§ **本文**:
>>>>>
稲盛和夫の実践アメーバ経営 稲盛和夫 京セラコミュニケーションズ 著

経営者や一部の幹部、エリートだけで経営をしていくことには限界がある。
事業を伸ばすためには、すべての社員に経営に参加してもらい、全員の力を結集していくことが不可欠である。
「人の心」をベースとした経営するのは、京セラ創業の経緯が関係している。
人の心は移ろいやすいものだが、ひとたび強固な絆で結ばれれば、これほど頼りになるものはない。
仲間からは、心と心が結ばれた同志として支えてもらった。
資金も信用も実績もない京セラが成長発展を遂げることができたのは、そうした「人の心」をよりどころとしてきたからである。
会社とは経営者の個人的な夢を果たすためにあるのではなく、社員とその家族の生活を守り、皆の幸せを実現するために存在するのだという結論にいたった。
私は、技術者としての夢をあきらめ、社員の幸せのために会社を経営していこうときめたのである。
「全従業員の物心両面の幸福を追求する」という目的によって、すべての社員が京セラを「自分の会社」だと思い、自分の会社を立派にしていくために全力で仕事に打ち込んでくれるようになった。
「心をベースとした経営」と「経営理念」を実現するためにつくり出したのが、アメーバ経営である。
<<<<<
§ **課題の詳細**:
アメーバ経営についての本文で、「心をベースとした経営」と「経営理念」を実現するためにつくり出されたものは何か。

§ **データ一覧**:
>>>>>
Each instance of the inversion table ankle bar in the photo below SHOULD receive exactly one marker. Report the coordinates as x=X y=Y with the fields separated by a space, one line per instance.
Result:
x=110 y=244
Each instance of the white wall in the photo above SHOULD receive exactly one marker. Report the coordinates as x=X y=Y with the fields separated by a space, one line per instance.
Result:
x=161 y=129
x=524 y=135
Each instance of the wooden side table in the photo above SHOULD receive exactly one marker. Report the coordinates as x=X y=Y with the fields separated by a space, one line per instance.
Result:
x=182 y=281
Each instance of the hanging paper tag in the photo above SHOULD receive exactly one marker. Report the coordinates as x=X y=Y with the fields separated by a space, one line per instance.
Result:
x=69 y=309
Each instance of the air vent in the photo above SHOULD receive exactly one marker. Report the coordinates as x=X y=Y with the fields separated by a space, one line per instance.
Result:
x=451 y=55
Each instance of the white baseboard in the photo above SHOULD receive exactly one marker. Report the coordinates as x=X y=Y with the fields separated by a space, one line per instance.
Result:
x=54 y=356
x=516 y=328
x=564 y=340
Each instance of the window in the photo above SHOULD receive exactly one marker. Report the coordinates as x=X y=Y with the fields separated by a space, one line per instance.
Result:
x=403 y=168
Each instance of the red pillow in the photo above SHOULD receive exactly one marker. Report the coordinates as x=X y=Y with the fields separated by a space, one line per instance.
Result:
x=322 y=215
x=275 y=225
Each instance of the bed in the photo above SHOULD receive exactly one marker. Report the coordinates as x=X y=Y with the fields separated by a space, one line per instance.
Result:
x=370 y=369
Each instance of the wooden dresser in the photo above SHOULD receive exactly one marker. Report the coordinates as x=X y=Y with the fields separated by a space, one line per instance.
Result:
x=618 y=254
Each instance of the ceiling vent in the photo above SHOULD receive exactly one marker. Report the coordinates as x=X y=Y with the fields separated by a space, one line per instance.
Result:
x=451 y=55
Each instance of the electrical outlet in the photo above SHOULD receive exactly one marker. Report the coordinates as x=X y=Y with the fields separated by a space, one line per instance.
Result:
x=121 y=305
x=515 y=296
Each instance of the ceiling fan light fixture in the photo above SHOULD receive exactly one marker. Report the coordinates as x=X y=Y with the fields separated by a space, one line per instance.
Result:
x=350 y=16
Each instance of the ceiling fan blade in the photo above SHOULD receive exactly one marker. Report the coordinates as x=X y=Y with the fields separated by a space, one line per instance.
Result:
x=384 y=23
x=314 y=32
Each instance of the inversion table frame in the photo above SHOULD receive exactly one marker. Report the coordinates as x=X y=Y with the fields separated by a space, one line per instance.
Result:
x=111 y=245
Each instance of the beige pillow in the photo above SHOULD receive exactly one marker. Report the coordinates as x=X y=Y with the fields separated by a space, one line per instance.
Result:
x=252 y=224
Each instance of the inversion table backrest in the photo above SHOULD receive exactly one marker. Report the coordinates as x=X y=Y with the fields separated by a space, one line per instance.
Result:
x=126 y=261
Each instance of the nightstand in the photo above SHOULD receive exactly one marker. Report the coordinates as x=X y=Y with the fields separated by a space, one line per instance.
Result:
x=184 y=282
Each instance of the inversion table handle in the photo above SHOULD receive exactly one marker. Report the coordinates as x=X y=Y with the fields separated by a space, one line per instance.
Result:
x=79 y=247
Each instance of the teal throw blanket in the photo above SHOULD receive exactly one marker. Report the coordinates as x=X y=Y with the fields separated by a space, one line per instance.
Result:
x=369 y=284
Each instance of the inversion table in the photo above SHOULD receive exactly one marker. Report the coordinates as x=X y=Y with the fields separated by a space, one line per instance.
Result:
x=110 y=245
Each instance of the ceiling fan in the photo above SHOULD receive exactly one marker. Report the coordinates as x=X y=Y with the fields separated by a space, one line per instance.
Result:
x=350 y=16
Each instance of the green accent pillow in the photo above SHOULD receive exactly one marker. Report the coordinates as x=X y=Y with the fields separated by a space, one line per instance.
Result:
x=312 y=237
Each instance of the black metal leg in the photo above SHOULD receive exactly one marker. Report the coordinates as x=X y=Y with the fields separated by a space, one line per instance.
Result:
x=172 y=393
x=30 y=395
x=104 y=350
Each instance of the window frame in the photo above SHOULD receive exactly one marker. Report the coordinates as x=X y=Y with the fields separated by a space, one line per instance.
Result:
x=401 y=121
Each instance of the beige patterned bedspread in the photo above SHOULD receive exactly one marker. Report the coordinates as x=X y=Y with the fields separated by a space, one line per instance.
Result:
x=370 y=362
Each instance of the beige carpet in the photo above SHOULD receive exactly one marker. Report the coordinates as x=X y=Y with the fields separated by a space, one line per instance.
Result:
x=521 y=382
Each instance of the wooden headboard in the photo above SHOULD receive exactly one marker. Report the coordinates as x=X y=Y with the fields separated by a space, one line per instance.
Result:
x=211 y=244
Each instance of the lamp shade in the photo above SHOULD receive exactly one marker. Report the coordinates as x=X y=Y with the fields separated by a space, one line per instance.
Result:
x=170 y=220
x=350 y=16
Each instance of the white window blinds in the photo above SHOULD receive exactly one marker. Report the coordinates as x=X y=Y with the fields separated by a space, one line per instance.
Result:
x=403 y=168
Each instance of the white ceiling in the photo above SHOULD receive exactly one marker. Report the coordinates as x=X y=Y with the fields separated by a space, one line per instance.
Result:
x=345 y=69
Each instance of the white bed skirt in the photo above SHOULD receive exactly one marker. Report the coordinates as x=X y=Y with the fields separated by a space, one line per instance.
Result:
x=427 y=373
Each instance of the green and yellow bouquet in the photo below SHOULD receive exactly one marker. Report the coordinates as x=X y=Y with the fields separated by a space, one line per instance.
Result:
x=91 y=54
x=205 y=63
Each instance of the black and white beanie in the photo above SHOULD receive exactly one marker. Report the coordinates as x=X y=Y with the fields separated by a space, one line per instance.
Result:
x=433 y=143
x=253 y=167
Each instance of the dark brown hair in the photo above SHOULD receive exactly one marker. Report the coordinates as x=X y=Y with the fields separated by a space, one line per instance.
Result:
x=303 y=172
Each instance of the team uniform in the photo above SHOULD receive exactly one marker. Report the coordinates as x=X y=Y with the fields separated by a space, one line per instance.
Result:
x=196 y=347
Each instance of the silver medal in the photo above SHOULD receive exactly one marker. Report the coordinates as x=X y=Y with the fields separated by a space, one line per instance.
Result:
<<<<<
§ **完成した解答**:
アメーバ経営。